(PASSAGE FOR REVIEW Opens)
Monitoring Network Performance | Maximizing Performance and Scalability with IBM WebSphere

Network performance is the third of the "big ticket performance items" mentioned in this chapter. Because WebSphere is by nature a distributed computing platform, network connectivity is an important aspect of the overall WebSphere performance model.

This is more important for local area networking communications. That is, components such as database servers and Web servers must be able to communicate to one another with little latency and high throughput.

In the following sections, you'll look at system tools that allow you to monitor and diagnose network bottleneck issues within your WebSphere application server environment.

Network Performance: Unix

A number of commands within Unix operating systems provide an output or view on the status of the network interfaces and their utilization. In fact, this part of monitoring a Unix system's performance is relatively straightforward. There are two groupings of features you'll want to know about. First, you'll want to know about the network utilization in and out from your WebSphere server network interface ports. Second, you'll want to know what errors are occurring on the network (physical and logical).

Network Utilization: Unix

Network utilization is just like any other form of utilization calculation. It's the percentage used of the practical (or theoretical) maximum available. That is, if you have a 10 megabits per second (Mbps) network, you can theoretically support a throughput rate of approximately 80 percent of the network capacity. In reality, however, your mileage will vary considerably because of your network interface card quality, switch or hub quality and load, distances, wire quality, packet and protocol overhead, and so on.

As a rough guide, using 10 percent of the Mbps ratio will give you a fairly practical throughput rate. For example, a 100Mbps network would mean that you can reach 10 megabytes per second (MBps). Therefore, if you were transferring at 300 kilobytes per second (KBps), which is 0.3MBps, over a 10Mbps network, you'd be operating at a rate of approximately 33 percent of the network capacity.

For Linux, Solaris, and AIX, it's possible to use the netstat -i command to obtain network performance statistics. You'll look at this command in more detail shortly for errors; however, it's limited when it comes to calculating network traffic in and out (it only shows packets in and out for most Unix operating systems).
(PASSAGE FOR REVIEW Closes)
Transcribe everything in the WebSphere network performance page from "Network performance is" down to "WebSphere performance model.".
(RECORDED DATA Opens)
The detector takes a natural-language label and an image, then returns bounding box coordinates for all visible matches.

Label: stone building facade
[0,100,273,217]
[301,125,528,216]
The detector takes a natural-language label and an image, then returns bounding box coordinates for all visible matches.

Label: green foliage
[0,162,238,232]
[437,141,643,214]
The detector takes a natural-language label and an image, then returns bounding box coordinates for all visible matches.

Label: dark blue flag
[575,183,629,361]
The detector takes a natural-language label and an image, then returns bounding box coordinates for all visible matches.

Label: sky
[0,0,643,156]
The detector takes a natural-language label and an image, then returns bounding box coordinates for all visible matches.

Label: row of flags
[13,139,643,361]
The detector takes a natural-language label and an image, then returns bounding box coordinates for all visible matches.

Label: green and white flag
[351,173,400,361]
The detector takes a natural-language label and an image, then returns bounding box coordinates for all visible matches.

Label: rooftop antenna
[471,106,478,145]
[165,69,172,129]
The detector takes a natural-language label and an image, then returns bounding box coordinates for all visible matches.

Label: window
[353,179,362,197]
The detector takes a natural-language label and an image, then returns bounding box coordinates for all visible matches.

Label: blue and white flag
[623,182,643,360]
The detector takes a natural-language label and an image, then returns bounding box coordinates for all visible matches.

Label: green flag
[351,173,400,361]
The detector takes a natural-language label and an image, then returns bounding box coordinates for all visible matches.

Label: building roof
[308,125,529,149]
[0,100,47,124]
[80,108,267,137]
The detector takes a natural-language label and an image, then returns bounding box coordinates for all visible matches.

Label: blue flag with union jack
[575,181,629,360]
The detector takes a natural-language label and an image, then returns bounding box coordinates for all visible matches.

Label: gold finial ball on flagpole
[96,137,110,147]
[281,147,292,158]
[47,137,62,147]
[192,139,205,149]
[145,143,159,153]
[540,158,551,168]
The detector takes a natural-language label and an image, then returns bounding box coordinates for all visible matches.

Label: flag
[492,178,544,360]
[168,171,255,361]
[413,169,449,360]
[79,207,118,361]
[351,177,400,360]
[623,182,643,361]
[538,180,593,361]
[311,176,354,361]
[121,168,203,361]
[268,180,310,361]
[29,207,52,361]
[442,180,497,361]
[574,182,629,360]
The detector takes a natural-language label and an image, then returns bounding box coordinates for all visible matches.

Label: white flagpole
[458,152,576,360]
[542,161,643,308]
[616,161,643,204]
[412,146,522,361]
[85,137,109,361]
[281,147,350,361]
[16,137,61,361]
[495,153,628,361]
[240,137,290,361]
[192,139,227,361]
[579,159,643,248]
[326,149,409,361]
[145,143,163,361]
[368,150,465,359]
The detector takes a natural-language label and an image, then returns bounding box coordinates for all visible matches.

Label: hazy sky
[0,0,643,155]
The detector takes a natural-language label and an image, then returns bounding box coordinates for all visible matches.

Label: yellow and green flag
(RECORDED DATA Closes)
**REPLY TO THE TASK**
Network performance is the third of the "big ticket performance items" mentioned in this chapter. Because WebSphere is by nature a distributed computing platform, network connectivity is an important aspect of the overall WebSphere performance model.